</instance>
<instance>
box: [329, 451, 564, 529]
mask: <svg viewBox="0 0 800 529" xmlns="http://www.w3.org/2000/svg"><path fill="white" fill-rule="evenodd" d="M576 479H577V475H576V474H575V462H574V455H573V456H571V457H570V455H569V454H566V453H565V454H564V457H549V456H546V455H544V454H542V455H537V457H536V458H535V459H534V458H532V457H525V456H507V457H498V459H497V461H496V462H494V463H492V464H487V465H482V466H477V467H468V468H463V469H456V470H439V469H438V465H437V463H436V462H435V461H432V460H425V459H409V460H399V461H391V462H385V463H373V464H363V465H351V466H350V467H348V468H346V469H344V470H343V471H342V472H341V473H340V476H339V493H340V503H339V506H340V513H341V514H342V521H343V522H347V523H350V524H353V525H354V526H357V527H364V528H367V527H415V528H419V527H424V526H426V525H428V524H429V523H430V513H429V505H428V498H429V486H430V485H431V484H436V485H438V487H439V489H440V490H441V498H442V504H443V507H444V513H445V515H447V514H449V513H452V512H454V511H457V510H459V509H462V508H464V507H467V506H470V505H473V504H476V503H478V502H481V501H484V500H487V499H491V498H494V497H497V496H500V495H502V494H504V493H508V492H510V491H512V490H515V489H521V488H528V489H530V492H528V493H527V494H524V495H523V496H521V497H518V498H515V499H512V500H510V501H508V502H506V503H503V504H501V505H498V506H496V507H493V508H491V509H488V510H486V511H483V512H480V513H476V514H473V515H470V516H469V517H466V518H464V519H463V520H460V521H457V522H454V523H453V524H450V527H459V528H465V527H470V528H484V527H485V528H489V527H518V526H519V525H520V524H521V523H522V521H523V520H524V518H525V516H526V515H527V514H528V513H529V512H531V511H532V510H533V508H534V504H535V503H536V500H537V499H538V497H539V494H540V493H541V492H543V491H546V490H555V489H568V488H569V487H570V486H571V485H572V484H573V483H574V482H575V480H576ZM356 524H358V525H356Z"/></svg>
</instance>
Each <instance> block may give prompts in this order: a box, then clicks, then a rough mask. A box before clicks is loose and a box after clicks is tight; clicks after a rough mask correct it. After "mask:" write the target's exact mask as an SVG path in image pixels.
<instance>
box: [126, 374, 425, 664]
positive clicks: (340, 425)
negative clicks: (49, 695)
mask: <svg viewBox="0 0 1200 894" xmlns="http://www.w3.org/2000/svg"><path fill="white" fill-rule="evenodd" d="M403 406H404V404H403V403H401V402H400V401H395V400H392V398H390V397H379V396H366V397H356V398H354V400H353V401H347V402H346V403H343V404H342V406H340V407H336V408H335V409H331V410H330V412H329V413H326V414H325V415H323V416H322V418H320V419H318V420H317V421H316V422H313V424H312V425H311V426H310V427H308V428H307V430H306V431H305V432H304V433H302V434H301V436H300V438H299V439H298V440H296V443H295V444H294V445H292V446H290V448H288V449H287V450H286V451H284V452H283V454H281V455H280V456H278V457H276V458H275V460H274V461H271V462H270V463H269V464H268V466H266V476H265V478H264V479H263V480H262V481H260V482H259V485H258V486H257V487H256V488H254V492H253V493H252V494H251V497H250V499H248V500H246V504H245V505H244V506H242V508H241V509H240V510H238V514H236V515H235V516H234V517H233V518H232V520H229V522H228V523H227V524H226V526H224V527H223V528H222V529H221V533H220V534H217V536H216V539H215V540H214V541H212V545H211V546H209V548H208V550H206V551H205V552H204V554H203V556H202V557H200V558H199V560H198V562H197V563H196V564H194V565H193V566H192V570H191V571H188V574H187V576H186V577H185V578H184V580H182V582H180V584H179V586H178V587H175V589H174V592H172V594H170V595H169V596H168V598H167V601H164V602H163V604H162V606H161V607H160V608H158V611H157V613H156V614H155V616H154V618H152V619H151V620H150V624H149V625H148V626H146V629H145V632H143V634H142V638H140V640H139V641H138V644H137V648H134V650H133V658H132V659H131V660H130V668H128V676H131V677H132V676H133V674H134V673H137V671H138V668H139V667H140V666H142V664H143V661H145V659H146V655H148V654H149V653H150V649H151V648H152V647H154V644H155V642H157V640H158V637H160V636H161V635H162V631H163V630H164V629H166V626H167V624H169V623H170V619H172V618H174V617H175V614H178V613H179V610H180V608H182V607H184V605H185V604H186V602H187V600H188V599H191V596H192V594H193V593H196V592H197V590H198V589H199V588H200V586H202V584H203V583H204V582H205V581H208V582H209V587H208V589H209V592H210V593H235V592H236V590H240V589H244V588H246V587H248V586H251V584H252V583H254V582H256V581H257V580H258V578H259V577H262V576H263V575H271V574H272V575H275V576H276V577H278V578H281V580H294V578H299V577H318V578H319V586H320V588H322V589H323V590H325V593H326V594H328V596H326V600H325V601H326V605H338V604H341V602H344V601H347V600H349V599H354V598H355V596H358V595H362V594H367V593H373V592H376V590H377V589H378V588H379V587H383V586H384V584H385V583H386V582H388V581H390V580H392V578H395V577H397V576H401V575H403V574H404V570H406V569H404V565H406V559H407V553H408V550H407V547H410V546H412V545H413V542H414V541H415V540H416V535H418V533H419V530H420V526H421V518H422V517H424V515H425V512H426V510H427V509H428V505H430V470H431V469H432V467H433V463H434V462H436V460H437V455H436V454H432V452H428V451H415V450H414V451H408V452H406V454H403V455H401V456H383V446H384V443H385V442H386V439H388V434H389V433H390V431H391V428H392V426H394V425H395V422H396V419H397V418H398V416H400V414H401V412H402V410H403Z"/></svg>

TASK DESCRIPTION:
Since only a count is wanted, give the number of lines in the listing that contain the word "clicks".

OUTPUT FOR THIS EXERCISE:
3